● Activity
From the records below, print exactly the lines starting at the one containing "box: [502, 406, 541, 418]" and ending at the one containing "positive clicks: (510, 413) (530, 408)", ends included, and nothing else.

═════ Records to use ═════

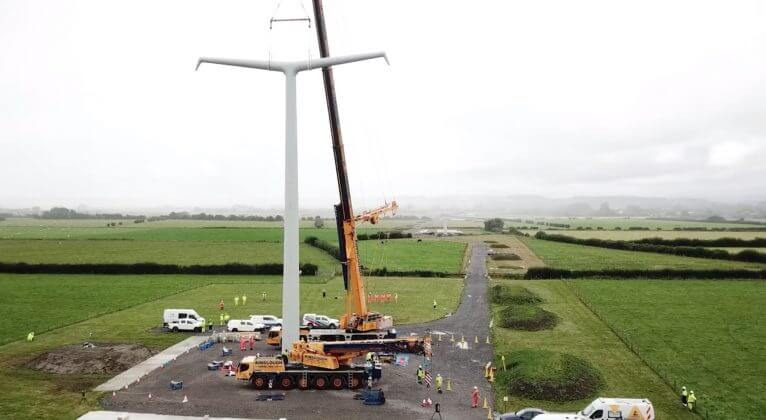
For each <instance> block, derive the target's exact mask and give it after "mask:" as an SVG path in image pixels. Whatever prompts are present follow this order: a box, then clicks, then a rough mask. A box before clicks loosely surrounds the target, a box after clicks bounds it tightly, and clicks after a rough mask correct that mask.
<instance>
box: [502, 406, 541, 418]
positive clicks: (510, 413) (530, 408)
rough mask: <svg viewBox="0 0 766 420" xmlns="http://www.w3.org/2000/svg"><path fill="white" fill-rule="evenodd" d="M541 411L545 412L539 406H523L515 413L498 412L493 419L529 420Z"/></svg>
mask: <svg viewBox="0 0 766 420" xmlns="http://www.w3.org/2000/svg"><path fill="white" fill-rule="evenodd" d="M543 413H545V410H543V409H540V408H525V409H522V410H519V411H517V412H515V413H514V412H510V413H505V414H499V415H497V416H495V420H531V419H533V418H535V417H537V416H538V415H540V414H543Z"/></svg>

═════

● Task answer
box: [502, 406, 541, 418]
positive clicks: (510, 413) (530, 408)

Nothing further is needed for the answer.